Records of labeled points:
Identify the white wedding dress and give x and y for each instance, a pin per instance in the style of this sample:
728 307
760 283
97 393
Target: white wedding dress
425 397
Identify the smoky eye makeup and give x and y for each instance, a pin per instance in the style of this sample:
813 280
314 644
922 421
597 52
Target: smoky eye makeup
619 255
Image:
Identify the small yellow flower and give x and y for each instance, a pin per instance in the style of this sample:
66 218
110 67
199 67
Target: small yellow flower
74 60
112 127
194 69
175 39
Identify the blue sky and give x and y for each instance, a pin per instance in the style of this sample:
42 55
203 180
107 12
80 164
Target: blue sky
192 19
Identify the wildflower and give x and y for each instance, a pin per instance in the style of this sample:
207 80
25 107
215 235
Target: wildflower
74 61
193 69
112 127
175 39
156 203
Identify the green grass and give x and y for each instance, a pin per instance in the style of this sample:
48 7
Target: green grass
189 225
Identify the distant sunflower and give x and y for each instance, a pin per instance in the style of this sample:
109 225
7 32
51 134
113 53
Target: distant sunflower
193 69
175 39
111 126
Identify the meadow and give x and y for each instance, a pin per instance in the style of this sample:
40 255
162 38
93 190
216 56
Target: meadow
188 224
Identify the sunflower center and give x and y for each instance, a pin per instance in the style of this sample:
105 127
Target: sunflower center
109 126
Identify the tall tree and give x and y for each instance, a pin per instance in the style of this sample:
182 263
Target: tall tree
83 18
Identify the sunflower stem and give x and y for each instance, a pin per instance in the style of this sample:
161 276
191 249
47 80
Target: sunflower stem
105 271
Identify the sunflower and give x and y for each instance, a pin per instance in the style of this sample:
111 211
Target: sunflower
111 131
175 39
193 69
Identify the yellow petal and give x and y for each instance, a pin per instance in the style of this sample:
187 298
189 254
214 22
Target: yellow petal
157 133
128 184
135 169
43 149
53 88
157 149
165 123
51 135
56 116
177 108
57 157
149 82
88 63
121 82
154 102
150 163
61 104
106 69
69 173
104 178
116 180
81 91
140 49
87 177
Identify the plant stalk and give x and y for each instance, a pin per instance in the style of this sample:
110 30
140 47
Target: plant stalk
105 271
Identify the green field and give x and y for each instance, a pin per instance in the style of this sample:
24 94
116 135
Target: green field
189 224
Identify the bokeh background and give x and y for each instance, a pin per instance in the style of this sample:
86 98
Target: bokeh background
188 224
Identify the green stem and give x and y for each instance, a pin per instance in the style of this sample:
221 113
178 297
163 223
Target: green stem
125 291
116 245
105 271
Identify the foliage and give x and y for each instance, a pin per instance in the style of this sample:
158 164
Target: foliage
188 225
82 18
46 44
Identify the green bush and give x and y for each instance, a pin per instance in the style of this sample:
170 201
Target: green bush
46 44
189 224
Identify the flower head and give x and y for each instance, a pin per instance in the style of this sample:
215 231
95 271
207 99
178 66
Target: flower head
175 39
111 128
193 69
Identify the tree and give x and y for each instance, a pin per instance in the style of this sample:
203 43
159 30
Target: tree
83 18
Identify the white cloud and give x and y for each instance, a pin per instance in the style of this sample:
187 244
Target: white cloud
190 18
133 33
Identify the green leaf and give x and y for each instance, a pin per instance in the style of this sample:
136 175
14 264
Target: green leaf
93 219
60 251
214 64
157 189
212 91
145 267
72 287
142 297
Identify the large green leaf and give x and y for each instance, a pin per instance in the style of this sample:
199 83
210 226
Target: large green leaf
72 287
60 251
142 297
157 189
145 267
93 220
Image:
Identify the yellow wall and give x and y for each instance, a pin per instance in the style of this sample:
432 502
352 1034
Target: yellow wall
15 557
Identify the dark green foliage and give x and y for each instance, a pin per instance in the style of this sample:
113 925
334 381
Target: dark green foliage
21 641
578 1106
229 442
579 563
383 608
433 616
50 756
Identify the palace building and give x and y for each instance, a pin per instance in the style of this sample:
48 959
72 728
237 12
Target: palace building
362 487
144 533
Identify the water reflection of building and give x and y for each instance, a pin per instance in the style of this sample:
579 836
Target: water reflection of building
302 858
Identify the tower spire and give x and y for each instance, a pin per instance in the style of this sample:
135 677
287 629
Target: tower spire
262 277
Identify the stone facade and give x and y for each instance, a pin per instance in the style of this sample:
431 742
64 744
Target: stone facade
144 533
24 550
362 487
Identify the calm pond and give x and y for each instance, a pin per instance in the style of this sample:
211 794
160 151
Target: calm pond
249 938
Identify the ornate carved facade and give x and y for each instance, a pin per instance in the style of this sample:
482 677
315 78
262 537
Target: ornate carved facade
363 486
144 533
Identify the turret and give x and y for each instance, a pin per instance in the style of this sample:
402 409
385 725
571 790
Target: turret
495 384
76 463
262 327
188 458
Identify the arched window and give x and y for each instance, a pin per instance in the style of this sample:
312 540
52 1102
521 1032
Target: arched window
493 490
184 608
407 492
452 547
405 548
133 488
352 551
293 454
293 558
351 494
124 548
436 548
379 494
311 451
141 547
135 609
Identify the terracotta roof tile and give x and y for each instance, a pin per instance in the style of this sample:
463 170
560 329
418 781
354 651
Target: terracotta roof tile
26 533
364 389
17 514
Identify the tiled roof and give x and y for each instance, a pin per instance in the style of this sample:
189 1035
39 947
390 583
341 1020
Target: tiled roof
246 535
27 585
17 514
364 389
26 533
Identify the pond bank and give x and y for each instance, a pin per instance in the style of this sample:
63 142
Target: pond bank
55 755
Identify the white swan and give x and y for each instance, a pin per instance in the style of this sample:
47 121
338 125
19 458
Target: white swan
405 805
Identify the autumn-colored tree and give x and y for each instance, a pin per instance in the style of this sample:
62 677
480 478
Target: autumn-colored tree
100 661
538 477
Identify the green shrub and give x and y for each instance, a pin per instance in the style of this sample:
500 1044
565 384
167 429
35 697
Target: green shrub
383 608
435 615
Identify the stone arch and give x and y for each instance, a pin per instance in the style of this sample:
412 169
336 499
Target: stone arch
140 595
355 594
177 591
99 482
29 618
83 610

**AIM:** Write out the items again from the line with "Identify the green shrub" through the end of the items, requests included, scaling every answer coordinate by 2.05 and rounding each to a whole number with halves going up. Leave the numbers in the requests and their format samples as they are.

**EXPECTED OUTPUT:**
Identify the green shrub and give x and y for each instance, a pin per instance in the style of this sample:
500 1044
565 384
167 429
35 697
Target: green shrub
785 1246
892 1261
Identify the stone arch and give x and y for each instance, a pin per instance in the style of this sample:
412 169
336 499
Target: stone arch
287 1220
728 1218
363 1212
203 988
59 1267
170 1251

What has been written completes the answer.